THE PROBLEM = Every line below that holds "with" must be copied.

TASK INPUT =
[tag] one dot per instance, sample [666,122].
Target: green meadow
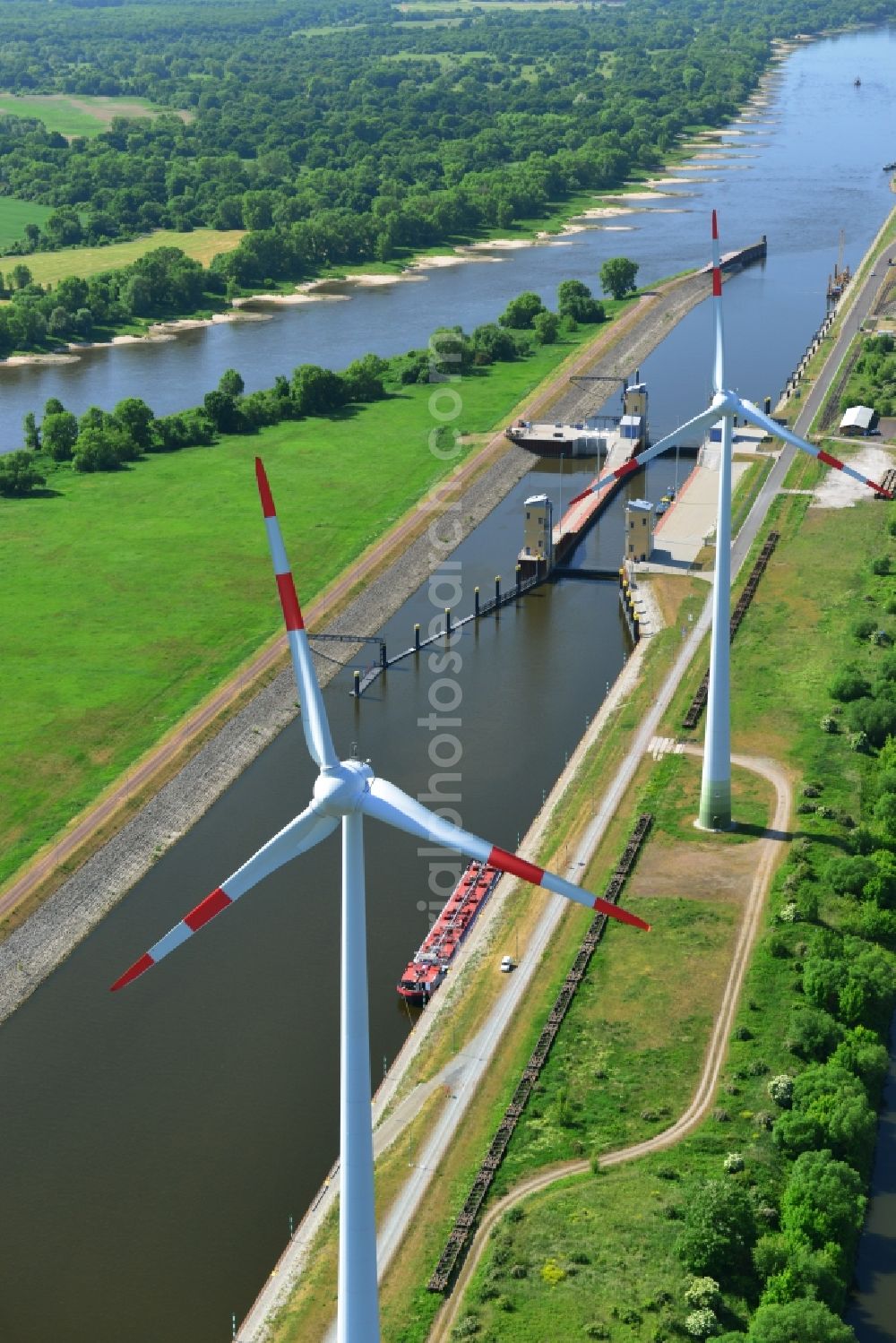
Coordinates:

...

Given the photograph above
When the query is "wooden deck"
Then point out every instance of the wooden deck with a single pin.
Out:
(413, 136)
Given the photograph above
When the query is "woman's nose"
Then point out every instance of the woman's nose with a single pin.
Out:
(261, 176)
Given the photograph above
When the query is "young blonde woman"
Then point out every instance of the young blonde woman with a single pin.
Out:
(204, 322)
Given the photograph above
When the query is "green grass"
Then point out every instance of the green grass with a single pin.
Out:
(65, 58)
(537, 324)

...

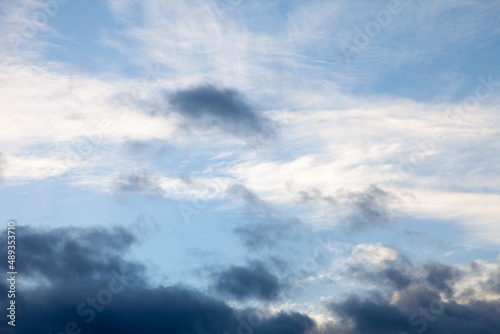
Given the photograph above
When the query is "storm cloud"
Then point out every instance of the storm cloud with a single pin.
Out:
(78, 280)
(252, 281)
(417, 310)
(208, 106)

RESULT =
Then point out every instance of the wooden deck with a single pin.
Then point out every instance of the woman's nose with a single pin.
Then point out every instance of the young blonde woman with a single pin.
Then point out every instance of the green grass with a single pin.
Then point out every instance of the storm cloud with a single pin.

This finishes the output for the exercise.